- Film poster
- Directed by: Raghav Marasur
- Written by: Raghava Loki
- Produced by: Manjunath V
- Starring: Ajay Rao Pranitha Subhash
- Cinematography: K. S. Chandrashekar
- Edited by: Deepu S. Kumar
- Music by: Gurukiran
- Production company: S. V. Productions
- Release date: 25 September 2015;
- Country: India
- Language: Kannada

= A 2nd Hand Lover =

2015 Kannada romance film

A 2nd Hand Lover is a 2015 Indian Kannada language romance film directed by Raghav Marasur (Raghava Loki). It stars Ajay Rao, Pranitha Subhash and Anisha Ambrose. The film is about the life of a rock star. The plot is loosely based on the 2004 South Korean film 100 Days with Mr. Arrogant.

==Plot==
An aspiring rockstar with his own band, Ajai (Ajay Rao) comes to Bangalore from his town. He aspires to make it big in the rock music industry. At the same time, he nurses his broken heart for losing his girlfriend (Pranitha) in an accident. He prepares his band to perform in a competition held in Bangalore. He meets Anjali (Anisha), a college student who breaks his car's side view mirror, by accident while traveling. Following several similar encounters, Anjali eventually develops feelings for Ajai. But Ajai, having a sad past of lost love, is reluctant to reciprocate his love for Anjali. The rest of the plot is about how Anjali wins over Ajai.

________________________

• Requests:
a - Answer these questions from the article on A 2nd Hand Lover:
(i) Who wrote the music for the film?
(ii) Which film is the plot loosely based on?
(iii) What does Anjali break when she first meets Ajai?
b - For each statement, say yes or no depending on whether it agrees with the article on A 2nd Hand Lover, and quote the words that decide it.
(i) The film was released in 2016.
(ii) Ajai moves to Bangalore from his town.
(iii) Deepu S. Kumar handled the film's cinematography.

• Extracted records:
________________________

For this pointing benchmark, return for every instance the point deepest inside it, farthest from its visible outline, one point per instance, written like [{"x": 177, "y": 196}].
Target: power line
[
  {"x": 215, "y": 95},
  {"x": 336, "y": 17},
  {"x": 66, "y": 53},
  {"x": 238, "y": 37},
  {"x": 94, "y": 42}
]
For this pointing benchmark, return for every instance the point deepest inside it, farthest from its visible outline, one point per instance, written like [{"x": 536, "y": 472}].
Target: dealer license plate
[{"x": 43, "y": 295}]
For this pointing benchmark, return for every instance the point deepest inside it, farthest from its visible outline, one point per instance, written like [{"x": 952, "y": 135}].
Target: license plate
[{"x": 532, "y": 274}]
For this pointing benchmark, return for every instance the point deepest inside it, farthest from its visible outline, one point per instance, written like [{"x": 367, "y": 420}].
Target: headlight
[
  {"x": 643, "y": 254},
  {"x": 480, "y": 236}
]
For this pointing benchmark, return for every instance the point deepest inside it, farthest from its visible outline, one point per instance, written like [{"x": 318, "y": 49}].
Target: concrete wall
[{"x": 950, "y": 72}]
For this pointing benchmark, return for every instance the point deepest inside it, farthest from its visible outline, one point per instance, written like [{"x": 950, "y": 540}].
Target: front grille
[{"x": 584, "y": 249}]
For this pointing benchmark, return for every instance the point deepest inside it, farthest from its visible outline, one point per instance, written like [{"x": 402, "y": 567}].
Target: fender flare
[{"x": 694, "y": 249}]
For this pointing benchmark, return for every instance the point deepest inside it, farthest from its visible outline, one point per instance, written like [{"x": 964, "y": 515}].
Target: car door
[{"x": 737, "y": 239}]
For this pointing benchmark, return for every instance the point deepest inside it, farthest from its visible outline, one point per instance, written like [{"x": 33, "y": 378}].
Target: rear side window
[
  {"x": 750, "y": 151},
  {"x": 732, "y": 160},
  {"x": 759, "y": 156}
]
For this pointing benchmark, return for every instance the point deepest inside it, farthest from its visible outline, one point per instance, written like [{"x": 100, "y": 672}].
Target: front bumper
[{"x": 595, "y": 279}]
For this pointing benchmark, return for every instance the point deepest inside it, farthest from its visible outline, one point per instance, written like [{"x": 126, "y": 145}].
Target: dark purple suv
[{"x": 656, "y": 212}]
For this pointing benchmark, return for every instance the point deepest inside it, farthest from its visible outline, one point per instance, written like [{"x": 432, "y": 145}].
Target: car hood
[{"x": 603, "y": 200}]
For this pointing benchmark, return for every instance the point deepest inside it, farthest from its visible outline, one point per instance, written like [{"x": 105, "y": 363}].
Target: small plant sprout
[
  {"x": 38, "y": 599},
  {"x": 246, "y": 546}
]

________________________

• Exercise solutions:
a -
(i) Gurukiran
(ii) The 2004 South Korean film 100 Days with Mr. Arrogant
(iii) His car's side view mirror

b -
(i) No: "Release date: 25 September 2015"
(ii) Yes: "Ajai (Ajay Rao) comes to Bangalore from his town"
(iii) No: "Cinematography: K. S. Chandrashekar"